List every line of the items below that contains the word "white".

──────── Data for this task

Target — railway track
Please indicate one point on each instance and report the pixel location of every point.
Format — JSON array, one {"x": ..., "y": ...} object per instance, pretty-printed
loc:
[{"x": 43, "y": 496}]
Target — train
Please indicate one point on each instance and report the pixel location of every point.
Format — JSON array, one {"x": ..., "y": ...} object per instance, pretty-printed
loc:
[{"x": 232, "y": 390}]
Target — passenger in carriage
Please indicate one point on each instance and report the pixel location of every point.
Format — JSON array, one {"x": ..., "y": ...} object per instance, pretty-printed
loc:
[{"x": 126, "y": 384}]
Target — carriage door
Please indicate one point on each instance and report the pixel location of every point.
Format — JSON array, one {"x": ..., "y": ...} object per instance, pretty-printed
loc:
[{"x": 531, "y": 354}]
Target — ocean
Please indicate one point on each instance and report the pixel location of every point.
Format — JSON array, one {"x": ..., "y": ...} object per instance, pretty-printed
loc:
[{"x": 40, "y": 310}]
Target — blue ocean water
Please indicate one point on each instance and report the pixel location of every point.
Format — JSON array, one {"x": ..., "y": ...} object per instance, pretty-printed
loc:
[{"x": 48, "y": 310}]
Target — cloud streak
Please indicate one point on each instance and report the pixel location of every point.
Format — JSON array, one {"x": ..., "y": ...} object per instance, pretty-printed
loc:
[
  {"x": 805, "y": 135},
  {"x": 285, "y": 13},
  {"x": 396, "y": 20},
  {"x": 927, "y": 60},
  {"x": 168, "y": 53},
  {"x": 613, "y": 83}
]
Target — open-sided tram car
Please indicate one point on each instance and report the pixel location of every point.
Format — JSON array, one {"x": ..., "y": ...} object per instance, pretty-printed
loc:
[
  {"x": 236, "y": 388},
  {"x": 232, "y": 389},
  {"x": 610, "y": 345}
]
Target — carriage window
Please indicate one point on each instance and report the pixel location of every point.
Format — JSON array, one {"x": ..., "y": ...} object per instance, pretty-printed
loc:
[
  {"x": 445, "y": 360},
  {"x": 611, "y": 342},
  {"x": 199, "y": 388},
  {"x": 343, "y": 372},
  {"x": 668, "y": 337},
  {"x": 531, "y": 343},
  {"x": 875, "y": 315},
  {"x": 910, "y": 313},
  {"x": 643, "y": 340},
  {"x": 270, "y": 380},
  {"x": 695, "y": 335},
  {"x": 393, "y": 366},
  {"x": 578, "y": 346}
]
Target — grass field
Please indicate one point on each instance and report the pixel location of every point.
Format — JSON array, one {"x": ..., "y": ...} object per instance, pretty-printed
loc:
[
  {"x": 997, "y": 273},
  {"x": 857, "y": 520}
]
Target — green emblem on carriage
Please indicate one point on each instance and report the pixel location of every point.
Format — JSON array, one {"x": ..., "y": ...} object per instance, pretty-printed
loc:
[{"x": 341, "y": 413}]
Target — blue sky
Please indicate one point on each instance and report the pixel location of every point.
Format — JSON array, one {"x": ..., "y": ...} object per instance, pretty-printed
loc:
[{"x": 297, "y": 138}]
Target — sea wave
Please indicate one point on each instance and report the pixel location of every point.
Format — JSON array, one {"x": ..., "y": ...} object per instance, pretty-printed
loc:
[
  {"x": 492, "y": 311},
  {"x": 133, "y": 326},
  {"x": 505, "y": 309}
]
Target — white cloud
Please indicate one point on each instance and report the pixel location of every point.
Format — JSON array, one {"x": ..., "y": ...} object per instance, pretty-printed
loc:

────────────────
──────── Data for this task

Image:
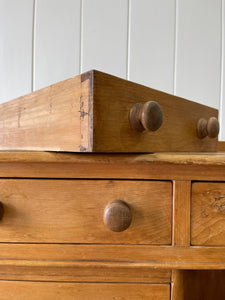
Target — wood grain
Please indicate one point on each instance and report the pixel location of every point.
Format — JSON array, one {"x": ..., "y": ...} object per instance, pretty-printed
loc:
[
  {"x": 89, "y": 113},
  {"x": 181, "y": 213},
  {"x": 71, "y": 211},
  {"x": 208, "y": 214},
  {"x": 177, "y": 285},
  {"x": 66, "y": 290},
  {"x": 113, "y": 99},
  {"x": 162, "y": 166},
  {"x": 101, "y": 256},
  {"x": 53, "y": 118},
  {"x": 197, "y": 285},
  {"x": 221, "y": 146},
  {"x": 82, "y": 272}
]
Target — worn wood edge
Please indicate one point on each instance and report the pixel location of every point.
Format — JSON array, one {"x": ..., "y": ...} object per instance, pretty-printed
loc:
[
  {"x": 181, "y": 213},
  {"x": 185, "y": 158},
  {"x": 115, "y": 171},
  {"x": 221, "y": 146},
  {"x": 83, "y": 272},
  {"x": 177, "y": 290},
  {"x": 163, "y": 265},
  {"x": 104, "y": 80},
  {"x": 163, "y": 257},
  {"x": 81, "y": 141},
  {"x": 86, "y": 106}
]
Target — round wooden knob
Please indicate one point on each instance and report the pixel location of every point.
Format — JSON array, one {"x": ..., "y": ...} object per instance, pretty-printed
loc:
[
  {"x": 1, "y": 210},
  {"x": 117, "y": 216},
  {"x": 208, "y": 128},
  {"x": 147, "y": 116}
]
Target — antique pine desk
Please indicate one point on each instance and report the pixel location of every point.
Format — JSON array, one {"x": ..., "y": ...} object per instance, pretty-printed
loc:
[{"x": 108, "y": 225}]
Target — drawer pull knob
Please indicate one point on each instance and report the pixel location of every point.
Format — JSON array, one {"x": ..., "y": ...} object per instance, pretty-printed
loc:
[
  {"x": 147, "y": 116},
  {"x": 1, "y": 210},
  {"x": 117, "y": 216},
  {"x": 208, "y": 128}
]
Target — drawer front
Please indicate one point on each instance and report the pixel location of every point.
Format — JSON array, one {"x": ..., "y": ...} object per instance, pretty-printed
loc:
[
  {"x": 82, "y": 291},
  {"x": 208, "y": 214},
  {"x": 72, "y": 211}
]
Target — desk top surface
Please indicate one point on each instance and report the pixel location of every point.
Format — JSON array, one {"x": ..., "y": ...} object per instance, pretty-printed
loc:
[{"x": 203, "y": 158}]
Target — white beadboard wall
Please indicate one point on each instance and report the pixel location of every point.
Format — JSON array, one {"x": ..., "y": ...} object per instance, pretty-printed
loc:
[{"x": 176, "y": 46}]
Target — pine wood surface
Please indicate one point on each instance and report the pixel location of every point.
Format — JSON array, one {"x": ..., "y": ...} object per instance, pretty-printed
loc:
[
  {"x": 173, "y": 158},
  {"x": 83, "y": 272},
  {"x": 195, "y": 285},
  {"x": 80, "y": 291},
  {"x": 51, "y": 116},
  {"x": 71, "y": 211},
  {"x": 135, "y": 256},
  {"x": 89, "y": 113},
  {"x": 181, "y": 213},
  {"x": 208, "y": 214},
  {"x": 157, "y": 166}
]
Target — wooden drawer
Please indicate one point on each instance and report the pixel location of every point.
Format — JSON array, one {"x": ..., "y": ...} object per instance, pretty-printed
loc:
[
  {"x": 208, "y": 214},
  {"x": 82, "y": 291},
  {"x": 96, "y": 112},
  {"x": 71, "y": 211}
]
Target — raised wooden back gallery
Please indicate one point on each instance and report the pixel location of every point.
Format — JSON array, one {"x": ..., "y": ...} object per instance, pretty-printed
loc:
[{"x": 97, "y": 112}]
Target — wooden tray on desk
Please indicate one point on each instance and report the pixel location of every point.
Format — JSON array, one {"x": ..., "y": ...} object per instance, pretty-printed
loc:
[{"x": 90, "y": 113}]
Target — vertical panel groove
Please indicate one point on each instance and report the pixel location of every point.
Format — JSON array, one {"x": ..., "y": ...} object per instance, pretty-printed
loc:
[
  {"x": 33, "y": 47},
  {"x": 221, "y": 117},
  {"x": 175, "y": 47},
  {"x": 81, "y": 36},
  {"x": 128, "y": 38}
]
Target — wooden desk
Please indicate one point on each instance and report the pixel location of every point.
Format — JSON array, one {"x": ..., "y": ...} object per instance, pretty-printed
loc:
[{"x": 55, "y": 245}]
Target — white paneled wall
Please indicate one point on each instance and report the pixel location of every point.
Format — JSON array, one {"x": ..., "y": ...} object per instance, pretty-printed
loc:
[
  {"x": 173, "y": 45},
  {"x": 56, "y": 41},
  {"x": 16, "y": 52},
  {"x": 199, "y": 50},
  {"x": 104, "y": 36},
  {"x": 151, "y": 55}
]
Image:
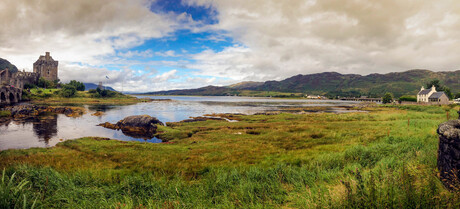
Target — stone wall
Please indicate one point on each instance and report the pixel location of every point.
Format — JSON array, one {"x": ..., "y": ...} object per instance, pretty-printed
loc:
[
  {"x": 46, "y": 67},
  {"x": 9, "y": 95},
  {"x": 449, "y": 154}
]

────────────────

## Solution for this problem
Target — white cloud
Target — white beadboard wall
Target — white paneled wall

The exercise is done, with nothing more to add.